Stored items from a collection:
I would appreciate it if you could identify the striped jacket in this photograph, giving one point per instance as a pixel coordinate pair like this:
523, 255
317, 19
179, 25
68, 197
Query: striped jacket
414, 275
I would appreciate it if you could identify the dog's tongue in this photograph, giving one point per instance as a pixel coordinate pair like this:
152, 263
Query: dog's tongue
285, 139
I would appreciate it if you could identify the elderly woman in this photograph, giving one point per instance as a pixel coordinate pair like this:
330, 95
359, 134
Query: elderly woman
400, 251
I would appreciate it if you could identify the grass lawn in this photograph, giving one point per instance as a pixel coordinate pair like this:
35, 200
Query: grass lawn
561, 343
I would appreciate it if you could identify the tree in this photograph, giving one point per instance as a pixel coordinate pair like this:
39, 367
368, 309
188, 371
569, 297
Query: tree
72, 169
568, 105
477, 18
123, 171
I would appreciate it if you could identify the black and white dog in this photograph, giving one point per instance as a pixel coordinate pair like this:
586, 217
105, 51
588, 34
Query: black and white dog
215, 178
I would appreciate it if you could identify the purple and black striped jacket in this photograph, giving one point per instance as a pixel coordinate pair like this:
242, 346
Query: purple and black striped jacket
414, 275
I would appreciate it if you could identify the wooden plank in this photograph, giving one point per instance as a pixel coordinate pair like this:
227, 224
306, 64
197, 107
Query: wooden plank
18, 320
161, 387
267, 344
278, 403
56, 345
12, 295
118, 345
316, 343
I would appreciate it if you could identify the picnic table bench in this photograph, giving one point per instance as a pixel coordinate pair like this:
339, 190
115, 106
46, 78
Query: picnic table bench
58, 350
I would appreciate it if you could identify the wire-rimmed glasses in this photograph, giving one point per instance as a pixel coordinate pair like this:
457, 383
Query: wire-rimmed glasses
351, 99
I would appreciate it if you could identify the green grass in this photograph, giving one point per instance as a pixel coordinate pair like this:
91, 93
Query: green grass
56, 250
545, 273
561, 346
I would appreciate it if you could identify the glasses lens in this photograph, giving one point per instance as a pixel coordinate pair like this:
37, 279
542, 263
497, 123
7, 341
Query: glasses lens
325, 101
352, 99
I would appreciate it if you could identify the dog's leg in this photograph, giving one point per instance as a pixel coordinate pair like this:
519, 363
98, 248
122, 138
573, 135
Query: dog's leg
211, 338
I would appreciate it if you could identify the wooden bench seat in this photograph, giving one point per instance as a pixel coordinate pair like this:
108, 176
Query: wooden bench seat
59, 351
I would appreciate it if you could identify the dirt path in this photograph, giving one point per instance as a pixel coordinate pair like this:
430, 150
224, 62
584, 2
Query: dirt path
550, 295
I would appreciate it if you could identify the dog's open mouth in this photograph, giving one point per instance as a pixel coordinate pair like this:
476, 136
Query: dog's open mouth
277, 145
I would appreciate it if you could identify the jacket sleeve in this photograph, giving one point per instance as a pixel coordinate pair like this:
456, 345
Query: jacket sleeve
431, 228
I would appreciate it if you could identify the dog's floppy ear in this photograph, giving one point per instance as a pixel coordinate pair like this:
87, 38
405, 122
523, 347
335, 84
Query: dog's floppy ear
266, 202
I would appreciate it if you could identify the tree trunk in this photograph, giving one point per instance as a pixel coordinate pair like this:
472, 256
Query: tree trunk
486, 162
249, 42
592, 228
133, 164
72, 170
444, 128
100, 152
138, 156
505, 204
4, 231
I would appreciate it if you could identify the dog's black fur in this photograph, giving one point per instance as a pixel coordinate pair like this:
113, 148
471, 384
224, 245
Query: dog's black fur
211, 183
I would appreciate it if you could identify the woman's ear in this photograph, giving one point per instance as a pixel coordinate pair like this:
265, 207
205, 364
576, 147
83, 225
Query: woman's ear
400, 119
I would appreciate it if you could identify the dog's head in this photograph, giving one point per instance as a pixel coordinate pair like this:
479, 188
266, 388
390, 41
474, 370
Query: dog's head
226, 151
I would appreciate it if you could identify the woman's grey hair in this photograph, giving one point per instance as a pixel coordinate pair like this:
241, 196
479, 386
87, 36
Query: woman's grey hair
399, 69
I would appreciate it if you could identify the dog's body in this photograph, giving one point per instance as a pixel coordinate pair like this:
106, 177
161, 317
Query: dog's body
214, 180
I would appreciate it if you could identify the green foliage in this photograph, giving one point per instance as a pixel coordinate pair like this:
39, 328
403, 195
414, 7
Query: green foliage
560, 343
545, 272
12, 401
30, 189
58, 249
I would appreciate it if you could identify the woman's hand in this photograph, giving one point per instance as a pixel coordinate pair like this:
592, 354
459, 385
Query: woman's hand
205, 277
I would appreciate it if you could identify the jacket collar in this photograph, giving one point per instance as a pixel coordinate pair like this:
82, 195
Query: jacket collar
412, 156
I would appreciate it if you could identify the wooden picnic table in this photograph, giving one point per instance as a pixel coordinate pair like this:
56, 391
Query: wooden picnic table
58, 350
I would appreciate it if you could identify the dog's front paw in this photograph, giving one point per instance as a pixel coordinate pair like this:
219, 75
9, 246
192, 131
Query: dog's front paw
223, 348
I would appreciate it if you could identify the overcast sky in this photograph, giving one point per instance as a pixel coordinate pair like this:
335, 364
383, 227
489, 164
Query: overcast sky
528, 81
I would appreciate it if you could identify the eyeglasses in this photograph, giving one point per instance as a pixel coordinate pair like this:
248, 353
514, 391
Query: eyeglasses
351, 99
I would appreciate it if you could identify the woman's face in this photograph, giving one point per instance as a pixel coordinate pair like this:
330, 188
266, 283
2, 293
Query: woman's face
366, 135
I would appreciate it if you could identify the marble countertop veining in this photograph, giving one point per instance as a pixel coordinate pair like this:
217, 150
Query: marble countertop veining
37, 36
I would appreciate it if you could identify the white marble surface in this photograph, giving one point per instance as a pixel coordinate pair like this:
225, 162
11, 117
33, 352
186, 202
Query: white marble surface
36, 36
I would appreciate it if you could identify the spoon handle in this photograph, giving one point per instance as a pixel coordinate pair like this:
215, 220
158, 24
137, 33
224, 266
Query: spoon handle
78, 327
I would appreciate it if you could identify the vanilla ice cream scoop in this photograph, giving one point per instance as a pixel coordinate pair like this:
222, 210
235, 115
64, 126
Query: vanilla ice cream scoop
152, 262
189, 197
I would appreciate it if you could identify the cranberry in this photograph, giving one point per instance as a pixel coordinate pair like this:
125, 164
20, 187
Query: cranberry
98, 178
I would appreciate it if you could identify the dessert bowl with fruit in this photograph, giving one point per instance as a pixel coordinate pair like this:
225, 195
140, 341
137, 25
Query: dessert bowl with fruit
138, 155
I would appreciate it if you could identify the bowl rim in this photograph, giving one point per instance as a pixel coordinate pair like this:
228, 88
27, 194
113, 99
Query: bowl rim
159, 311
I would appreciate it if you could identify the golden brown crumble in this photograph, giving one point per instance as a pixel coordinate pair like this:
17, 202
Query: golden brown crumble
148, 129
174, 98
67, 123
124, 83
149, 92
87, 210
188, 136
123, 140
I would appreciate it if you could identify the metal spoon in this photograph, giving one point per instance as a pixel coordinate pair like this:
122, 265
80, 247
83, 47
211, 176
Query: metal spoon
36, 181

...

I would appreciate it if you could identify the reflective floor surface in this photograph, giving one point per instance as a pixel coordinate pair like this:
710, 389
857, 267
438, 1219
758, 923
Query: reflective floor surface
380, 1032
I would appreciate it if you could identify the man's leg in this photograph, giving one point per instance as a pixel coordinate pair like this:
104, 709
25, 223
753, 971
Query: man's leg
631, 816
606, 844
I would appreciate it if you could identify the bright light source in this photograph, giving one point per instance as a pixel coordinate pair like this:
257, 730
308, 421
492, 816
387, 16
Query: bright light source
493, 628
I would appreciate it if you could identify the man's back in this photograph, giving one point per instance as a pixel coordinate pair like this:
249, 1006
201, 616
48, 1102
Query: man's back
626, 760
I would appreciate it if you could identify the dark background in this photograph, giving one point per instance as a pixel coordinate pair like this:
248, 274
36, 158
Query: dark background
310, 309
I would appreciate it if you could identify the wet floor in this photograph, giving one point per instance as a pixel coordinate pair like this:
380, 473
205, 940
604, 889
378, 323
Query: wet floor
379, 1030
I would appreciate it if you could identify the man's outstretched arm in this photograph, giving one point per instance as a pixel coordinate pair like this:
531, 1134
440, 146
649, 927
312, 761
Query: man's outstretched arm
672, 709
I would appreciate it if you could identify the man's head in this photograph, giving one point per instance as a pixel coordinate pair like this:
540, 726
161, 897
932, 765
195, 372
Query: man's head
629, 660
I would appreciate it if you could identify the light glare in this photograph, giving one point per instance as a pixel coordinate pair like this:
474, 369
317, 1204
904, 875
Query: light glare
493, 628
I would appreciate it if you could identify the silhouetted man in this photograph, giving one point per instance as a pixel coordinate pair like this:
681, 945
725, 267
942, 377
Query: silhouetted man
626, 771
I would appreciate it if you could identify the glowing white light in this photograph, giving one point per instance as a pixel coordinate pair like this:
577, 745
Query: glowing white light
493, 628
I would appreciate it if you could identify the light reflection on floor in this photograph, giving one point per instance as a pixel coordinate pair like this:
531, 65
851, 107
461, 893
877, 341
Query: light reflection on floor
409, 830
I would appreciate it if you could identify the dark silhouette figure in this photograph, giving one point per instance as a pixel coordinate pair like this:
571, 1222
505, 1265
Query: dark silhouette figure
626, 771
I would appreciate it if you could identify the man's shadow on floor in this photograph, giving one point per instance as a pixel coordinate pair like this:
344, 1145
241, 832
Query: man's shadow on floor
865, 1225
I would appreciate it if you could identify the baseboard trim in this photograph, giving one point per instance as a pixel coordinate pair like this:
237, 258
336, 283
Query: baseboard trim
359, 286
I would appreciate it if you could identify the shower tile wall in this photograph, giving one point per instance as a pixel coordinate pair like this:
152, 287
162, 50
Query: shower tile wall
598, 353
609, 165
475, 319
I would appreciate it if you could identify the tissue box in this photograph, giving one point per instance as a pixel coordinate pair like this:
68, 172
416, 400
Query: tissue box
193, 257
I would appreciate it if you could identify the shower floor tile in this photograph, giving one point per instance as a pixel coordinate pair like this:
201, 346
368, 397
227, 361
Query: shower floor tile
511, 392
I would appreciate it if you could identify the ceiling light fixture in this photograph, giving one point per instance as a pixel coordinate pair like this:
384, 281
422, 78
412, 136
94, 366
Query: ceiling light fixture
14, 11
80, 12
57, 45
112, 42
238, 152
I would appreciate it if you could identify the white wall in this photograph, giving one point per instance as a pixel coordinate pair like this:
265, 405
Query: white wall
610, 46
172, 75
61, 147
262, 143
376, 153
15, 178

**DIRECTIVE:** Count the lines in the entries above that contain the string "source" and give only that number.

**SOLUTION TO THIS EXERCISE:** 2